Exercise brief: Carry on the page about red and grey squirrels from its final line, in the same question-and-answer style.

Source text:
◇ ◇ ◇
A few interesting facts about red and grey squirrels

Where can I see red squirrels in Cornwall?

The only place to see Red Squirrels in Cornwall at the moment is at Paradise Park in Hayle. The squirrels here are part of a captive breeding programme, which has provided young captive bred red squirrels for release where populations of grey squirrels allow, including the successful red squirrel project in Anglesey, where a cull of grey squirrels on the island has saved the native red squirrel population, which was down to a handful of individuals. Discounted tickets to Paradise Park are included in our membership package.

How do I tell the difference between a red and grey squirrel?

The main difference is size; red squirrels are about half the size of a grey squirrel, weighing approximately 250g instead of 500g. Red squirrels also have ear tufts, and their ears are elongated and pointy. Grey squirrel's ears are small and rounded, rather like a rat. The colour of a squirrel's coat is not a reliable guide to identification. Some grey squirrels can have coats that appear to be red - often down the sides - and some red squirrels have coats that look quite grey, especially in shaded forest areas.

How many red squirrels are there in the UK?

The red squirrel population in the UK stands at about 120,000 individuals. Of these 75% are in Scotland. By comparison there are estimated to be 3 to 5 million grey squirrels in the UK.

What do red and grey squirrels eat?

Red squirrels eat mainly tree seeds but in spring and early summer they also eat the buds, flowers and shoots of both deciduous and coniferous trees. Other foods include fruits, berries, caterpillars and fungi. Unlike grey squirrels, reds cannot digest seeds with high tannin content, such as acorns, which limits the food sources available for reds. Grey squirrels share food sources with reds however, unlike reds; grey squirrels can feed on seeds with high tannin content, such as acorns, thanks to differences in digestive physiology. As a result, more food sources are available to them and tend to put on 20% in body weight over the autumn, compared with 10% for reds. Grey squirrels also eat birds eggs, and research is being undertaken to establish whether the fall in songbird numbers in the UK could be related to the dense populations of grey squirrels in most English woods.

What habitat do red squirrels like?

Red squirrels are often associated with conifer forests. This is not because this is their favourite habitat, but because it is the only habitat where they have a slight competitive advantage over the grey squirrel. In fact, their preferred habitat is mixed deciduous woodland with occasional conifers, giving a wide range of food sources, from hazel nuts and sweet chestnuts to pine cones.

I'd like to plant some trees which would help a red squirrel population in the future, what's best to plant?
◇ ◇ ◇
[Records from a data collection]
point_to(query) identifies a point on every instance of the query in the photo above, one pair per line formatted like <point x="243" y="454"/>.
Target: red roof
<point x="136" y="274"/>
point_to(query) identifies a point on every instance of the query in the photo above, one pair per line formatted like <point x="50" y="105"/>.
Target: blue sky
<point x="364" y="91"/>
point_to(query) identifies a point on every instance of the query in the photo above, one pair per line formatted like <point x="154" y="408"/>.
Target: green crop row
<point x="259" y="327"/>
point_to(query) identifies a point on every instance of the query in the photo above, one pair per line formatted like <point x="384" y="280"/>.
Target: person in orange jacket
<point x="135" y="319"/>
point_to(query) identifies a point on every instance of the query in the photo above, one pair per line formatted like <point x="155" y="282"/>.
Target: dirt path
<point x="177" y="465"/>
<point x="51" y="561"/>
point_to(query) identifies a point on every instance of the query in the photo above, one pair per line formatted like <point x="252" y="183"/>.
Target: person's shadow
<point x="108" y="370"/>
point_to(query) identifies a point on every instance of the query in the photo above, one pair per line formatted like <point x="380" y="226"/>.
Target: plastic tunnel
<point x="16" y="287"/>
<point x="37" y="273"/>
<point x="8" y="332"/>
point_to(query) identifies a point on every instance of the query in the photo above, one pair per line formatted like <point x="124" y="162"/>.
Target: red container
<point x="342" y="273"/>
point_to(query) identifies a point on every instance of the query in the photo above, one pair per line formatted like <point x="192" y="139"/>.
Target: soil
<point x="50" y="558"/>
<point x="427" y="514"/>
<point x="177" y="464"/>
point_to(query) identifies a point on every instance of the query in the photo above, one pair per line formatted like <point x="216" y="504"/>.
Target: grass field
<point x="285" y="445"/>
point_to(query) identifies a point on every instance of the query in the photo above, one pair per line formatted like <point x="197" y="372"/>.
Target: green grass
◇ ◇ ◇
Answer to this task:
If you'd like something which will fruit quickly and not get too large then elder or hazel are best; both usually fruit within ten years of being planted. These also provide food for other small mammals (including dormice) and birds. If you'd prefer something larger, walnut or sweet chestnut are both stunning trees and once they start producing nuts provide an excellent food resource. If you only want to plant one or two trees it's particularly helpful to plant them in a run of hedging, as a large tree will make travelling along a hedge more appealing for a red squirrel.

Why can't red and grey squirrels co-habit?

Grey squirrels compete more successfully than red squirrels for food and habitat, they are larger and more robust, and can digest seeds with high tannin content, such as acorns, more efficiently. This means grey squirrels can access a more abundant food supply than red squirrels. As a result, the arrival of grey squirrels in an area occupied by red squirrels tends to cause reduced red squirrel breeding and survival rates leading to a gradual decline in their numbers. In addition, grey squirrels can also carry squirrelpox virus (SQPV), which causes severe clinical disease and mortality in red squirrels without causing any symptoms in the grey carriers. The presence of this disease in grey squirrels in England and Wales has caused the replacement of red squirrels by grey squirrels to happen 17 to 25 times faster than where the greys do not carry the disease. This is why the removal of grey squirrels from the proposed areas for red squirrel reintroductions is absolutely essential. Outbreaks of squirrel pox in red squirrel populations cause absolute devastation, for example, in 2009-2010 squirrel pox in the red squirrel population on Merseyside reduced the red squirrel population by approximately 90%.

Is it legal to kill grey squirrels, surely they are protected wildlife?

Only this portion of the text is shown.